### Compiti ed esercizi:
1. Riporta dal testo sulla sentenza tutto ciò che va da «Cassazione Penale, Sez.» fino a «Cassazione - Rigetto.».
2. Secondo il testo sulla sentenza, in quale parte del corpo si è ferita la persona offesa?
───── Testo da leggere
Cassazione Penale, Sez. 4, 11 marzo 2011, n. 9929 - Inesistente o inidonea manutenzione della barriera delimitante il canale fognario


 

Responsabilità del capo Unità del D.P.I. Servizio fognature 9A U.O. Pianura Soccavo del Comune di (OMISSIS) perchè non aveva disposto un'adeguata manutenzione della recinzione metallica posta a protezione di un canale fognario sito in Pianura; a seguito di ciò la persona offesa, mentre stata camminando lungo la cancellata, aveva urtato contro una staffa metallica, che fuoriusciva dalla medesima cancellata, riportando lesioni al braccio sinistro.

 

Ricorso in Cassazione - Rigetto.
──────────
───── Dati forniti
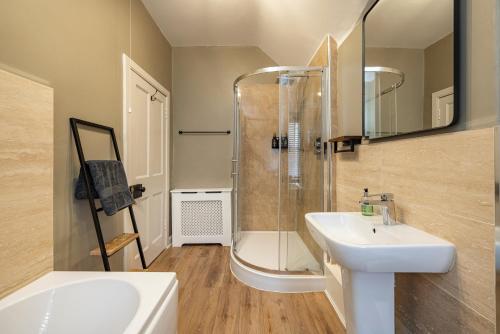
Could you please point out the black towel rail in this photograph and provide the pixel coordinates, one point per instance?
(125, 239)
(225, 132)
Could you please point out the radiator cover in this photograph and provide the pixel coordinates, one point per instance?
(201, 216)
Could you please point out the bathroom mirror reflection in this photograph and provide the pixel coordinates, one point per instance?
(408, 67)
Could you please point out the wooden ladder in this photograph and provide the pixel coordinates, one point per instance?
(105, 249)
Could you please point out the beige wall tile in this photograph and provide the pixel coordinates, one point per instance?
(443, 184)
(26, 176)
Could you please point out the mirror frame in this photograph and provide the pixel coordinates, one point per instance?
(459, 74)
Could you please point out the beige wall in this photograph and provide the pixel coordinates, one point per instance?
(203, 100)
(447, 189)
(26, 176)
(77, 47)
(482, 89)
(438, 72)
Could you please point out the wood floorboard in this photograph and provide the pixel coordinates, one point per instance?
(212, 300)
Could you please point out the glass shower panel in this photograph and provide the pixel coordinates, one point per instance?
(301, 169)
(255, 234)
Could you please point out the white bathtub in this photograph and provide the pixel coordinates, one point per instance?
(93, 302)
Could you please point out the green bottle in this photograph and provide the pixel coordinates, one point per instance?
(366, 208)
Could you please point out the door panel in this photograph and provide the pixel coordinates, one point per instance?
(146, 156)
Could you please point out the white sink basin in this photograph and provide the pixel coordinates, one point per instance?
(369, 253)
(363, 243)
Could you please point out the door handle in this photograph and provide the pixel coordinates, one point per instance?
(137, 190)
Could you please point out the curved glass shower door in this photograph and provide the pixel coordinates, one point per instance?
(278, 167)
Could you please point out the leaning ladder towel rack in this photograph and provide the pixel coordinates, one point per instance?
(122, 240)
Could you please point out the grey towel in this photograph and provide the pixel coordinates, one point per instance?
(109, 184)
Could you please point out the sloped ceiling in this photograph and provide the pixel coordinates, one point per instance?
(289, 31)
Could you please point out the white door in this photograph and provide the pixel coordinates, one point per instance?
(146, 162)
(442, 107)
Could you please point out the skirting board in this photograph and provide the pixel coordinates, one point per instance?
(333, 289)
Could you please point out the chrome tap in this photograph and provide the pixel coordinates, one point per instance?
(386, 203)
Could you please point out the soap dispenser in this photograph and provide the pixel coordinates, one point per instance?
(366, 207)
(284, 141)
(275, 141)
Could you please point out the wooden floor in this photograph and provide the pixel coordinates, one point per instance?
(211, 300)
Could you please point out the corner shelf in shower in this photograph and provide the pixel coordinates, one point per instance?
(348, 143)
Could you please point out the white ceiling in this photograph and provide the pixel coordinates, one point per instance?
(289, 31)
(412, 24)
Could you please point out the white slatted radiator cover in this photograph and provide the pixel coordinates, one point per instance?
(201, 216)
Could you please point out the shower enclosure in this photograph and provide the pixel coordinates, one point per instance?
(273, 188)
(381, 100)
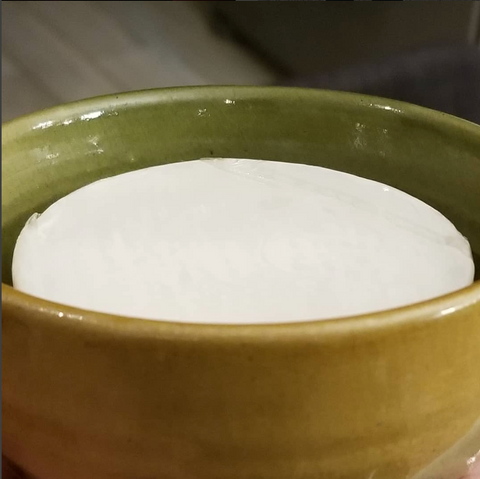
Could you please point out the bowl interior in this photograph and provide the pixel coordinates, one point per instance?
(430, 155)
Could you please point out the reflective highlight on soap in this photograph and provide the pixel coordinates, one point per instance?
(240, 241)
──────────
### Risposte in ordine:
1.
Cassazione Penale, Sez. 4, 11 marzo 2011, n. 9929 - Inesistente o inidonea manutenzione della barriera delimitante il canale fognario


 

Responsabilità del capo Unità del D.P.I. Servizio fognature 9A U.O. Pianura Soccavo del Comune di (OMISSIS) perchè non aveva disposto un'adeguata manutenzione della recinzione metallica posta a protezione di un canale fognario sito in Pianura; a seguito di ciò la persona offesa, mentre stata camminando lungo la cancellata, aveva urtato contro una staffa metallica, che fuoriusciva dalla medesima cancellata, riportando lesioni al braccio sinistro.

 

Ricorso in Cassazione - Rigetto.

2. Al braccio sinistro.